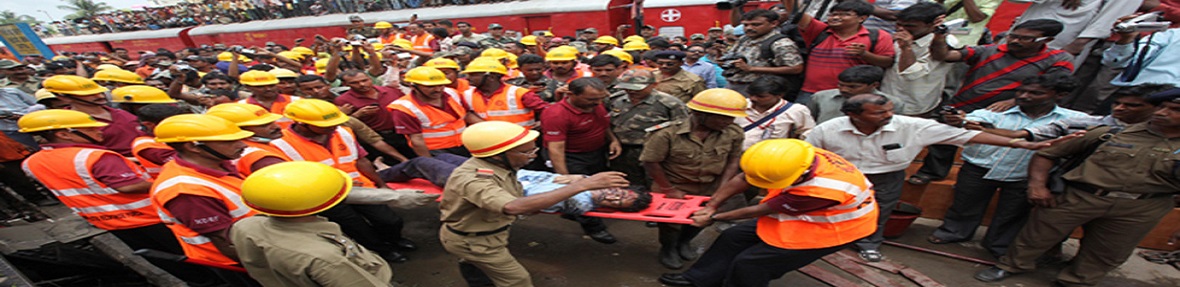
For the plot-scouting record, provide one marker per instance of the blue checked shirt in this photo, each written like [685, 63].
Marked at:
==
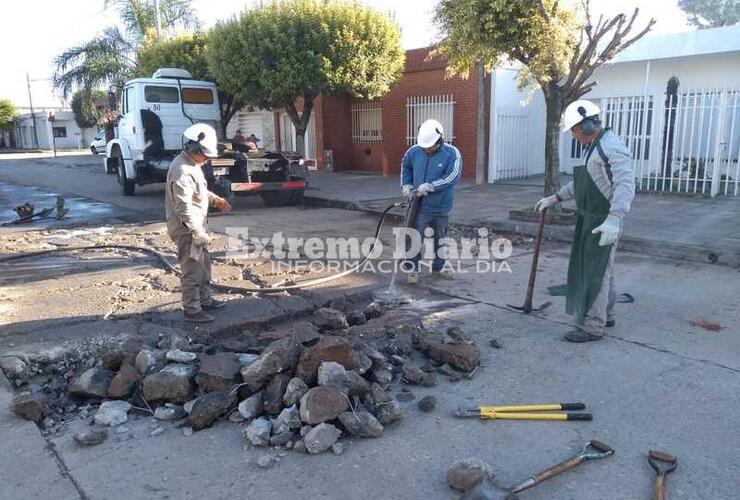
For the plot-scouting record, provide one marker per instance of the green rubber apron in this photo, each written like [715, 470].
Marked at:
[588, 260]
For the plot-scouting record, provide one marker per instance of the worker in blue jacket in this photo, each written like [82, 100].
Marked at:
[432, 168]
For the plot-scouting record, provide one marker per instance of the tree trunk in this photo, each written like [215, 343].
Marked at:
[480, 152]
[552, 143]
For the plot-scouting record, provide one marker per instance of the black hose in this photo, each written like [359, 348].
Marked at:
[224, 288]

*EXERCISE AIM*. List each line in the listing above that contains the string "scouting".

*RESULT*.
For the plot-scouting record, provide one marker per instance of the blue checked shirt in this photo, each written like [685, 63].
For the plot-scouting record, provide one marker per instance of the green rubber apron in this photo, each written like [715, 470].
For the plot-scouting record, provide one marker per instance of the worker in blue jacket in this photo, each written like [82, 100].
For the plot-scouting record, provide one marker per instance of the tree trunk in this photo, each written like [215, 343].
For the plot-scouting record, provide one marker per instance of the black hose in this photo, each written like [359, 348].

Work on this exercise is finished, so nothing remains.